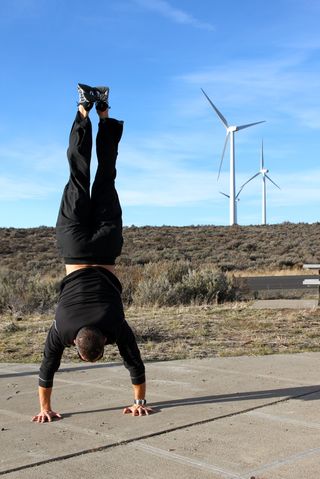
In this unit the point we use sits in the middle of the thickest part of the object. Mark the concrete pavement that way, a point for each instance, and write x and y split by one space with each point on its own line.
233 418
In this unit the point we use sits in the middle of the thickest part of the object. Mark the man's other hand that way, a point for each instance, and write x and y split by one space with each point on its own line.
137 410
46 416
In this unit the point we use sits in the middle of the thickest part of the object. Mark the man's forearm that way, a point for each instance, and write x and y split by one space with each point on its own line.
45 398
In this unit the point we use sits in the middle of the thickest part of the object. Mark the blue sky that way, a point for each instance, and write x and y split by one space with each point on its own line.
256 60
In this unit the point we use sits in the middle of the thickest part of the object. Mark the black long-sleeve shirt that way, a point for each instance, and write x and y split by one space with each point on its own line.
90 297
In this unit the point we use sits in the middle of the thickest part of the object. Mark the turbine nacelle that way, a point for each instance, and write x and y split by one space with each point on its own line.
230 136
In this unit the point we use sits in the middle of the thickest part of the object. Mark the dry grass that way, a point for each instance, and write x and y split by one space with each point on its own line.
182 332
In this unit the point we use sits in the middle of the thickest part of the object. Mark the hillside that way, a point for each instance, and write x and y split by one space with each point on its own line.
237 248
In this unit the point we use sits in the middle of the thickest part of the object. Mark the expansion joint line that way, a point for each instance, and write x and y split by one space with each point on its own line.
151 435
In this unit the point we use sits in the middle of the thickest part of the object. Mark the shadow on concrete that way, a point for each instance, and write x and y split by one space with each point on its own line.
301 392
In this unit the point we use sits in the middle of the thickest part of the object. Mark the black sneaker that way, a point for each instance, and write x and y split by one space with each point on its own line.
102 103
87 96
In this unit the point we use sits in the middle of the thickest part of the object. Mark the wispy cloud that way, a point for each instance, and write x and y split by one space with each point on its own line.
278 86
177 15
12 189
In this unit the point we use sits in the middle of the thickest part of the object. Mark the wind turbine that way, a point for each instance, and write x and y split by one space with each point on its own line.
230 134
263 171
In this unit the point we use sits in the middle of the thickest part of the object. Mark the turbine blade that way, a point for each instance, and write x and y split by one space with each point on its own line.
275 184
250 179
242 127
224 194
223 152
220 115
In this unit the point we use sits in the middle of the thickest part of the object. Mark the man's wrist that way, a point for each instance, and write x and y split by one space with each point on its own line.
140 402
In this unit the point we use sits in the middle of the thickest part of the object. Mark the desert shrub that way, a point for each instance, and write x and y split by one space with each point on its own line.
24 293
167 284
203 286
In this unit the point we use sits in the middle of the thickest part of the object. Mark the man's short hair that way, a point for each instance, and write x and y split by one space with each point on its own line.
90 343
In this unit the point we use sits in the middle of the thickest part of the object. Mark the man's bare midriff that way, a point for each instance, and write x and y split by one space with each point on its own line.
74 267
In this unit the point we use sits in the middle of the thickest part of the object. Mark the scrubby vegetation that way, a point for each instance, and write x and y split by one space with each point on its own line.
164 266
190 270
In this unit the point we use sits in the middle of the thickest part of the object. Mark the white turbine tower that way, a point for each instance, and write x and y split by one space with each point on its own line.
230 133
263 172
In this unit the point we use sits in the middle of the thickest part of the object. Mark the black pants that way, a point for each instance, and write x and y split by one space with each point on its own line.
89 227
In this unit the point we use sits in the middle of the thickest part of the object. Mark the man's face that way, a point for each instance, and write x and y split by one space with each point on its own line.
84 358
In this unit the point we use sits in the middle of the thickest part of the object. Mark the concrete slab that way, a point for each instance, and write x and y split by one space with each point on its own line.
285 304
215 418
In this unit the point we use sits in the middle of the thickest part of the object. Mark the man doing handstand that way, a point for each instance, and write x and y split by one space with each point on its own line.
90 313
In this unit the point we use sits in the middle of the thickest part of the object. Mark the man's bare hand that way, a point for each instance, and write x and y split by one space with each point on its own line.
137 410
46 416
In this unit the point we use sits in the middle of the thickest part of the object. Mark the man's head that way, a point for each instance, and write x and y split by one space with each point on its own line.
90 344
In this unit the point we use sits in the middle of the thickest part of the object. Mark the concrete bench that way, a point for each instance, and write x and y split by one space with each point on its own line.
313 281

____

= Task to carry out =
Write out the entries again word for word. Do not include the pictures.

= Reply =
In this unit the point we use sits in the middle of the thickest part of the object. Mark the concrete pavement that way, a point for each instance, and write x and y split by one space with each point on its own line.
233 418
In this unit the point we use sits in the middle of the thickest part of the object. Mark the man's other hand that way, a point for each instance, and write x and y split by one space with each point on its own line.
137 410
46 416
In this unit the point we use sits in the middle of the thickest part of the object. Mark the man's forearm that way, a point for each instance, and write x and y split by one space with each point on its own line.
45 398
In this unit the point we use sits in the middle of the thickest part of the object. Mark the blue sky that way, a point for each instance, and write x and y split by one space with each point on its own line.
256 60
In this unit the point we use sits in the middle of the thickest part of the object. Mark the black long-sleeve shirt that way, a point for each instance, and write x and y split by one space with each point on its own line.
90 297
In this unit the point we use sits in the middle of the thickest part of the object. Mark the turbine nacelle that way, a point for each instance, and write x and y split by one space with each point on its own line.
230 136
In this unit the point we use sits in the middle of the thickest part of the object. Mark the dry grass that way, a point for each instance, and write x and y split by one space with each point on its own line.
182 332
In this unit the point we use sits in the middle of the thickest part of the object. Mark the hillside that way, a point for each instance, and write x and y split by one space with each point on its own line.
237 248
In this unit the point we use sits in the middle of the thickest part of the object. Mark the expansion joint line that way, a point for each instance, and write x and y split by one space with each point on its own line.
151 435
In this unit the point we use sits in the middle of the thickest part of the object. Mark the shadow on concrete that way, a point for each instance, and write x and y split by one space with each point on its own line.
301 392
In this unit the point we use sits in the middle of the thickest part of the object. Mark the black sneaker that way, a point for each instance, and write x and y split by one space with each point on its own line.
102 103
87 96
In this unit the point we use sits in the middle of the thickest part of the object. Mark the wispy cloud that way, a point for each instance, and write x and y split by one space with each point on its own line.
278 86
177 15
12 189
In this unit the point we use sits in the middle of the thickest part of the object. Mark the wind turbine that way, a point for each instance, and write x and y split by one space with each point on its own line.
230 134
263 171
In this unit the point we use sits in the middle of the thickest part of the object. Mark the turbine blade that way, a point for each instance, and write x and y split by one space with each point on its own line.
275 184
250 179
242 127
224 194
223 152
220 115
In this unit the point we use sits in the middle of the thickest part of the object. Mark the man's wrist that way, a point for each instance, and write x and y split by one space with each point on its own line.
140 402
In this unit the point we use sits in the middle of the thickest part of the object. Mark the desert shrub that way, a point for each instance, and write x and y split by one space with each point on its own line.
24 293
167 284
203 286
In this unit the point we use sits in the middle of the thickest part of the object. Mark the man's short hair that way, a point for each instance, and write x and y split by one space with each point on its own line.
90 343
In this unit the point we use sits in the middle of the thickest part of the object. Mark the man's bare midriff that way, a point for each instance, and write x and y split by one space with each point on its own line.
74 267
In this unit the point we use sits in the middle of the thickest part of the object. Mark the scrubby vegetation that way, a point for each instance, and write x and y split by one space with each point on its own line.
164 266
190 270
In this unit the point we use sits in the middle of the thickest part of the object. Mark the white turbine tower that way, a point for each instance, and write x and y split by one space with each point on its own line.
230 133
263 172
In this unit the point we use sits in the middle of the thickest part of the object. Mark the black pants that way, a point for each instance, and write x and y split by one space with each point on its own line.
89 227
In this unit the point we use sits in the middle of the thickest part of the object. Mark the man's face that way, a point for each instance, and write x and y split by one space with each point on its own line.
84 358
In this unit the point we use sits in the middle of the thickest part of the object. Mark the concrete slab that way, a point for each instance, and write x and y split by one space with each point on its own line.
285 304
215 418
In this unit the point we use sits in the middle of the thickest part of the object. Mark the man doing handstand that way, a point for each instance, and write x and y split by one space with each point on its own line.
90 313
In this unit the point we use sits in the middle of the thickest part of the object. Mark the man's bare hand that way, a point for each instance, and write x and y split by one space with each point on its own line.
137 410
46 416
In this unit the point we use sits in the middle of the thickest part of the object. Mark the man's head that way, a point for each instance, and write x and y split by one space with each point on its own line.
90 344
In this unit the point we use sits in the middle of the thickest part of the object. Mark the concrete bench that way, a point for each instance, and write x and y split by one space with each point on its own line.
313 281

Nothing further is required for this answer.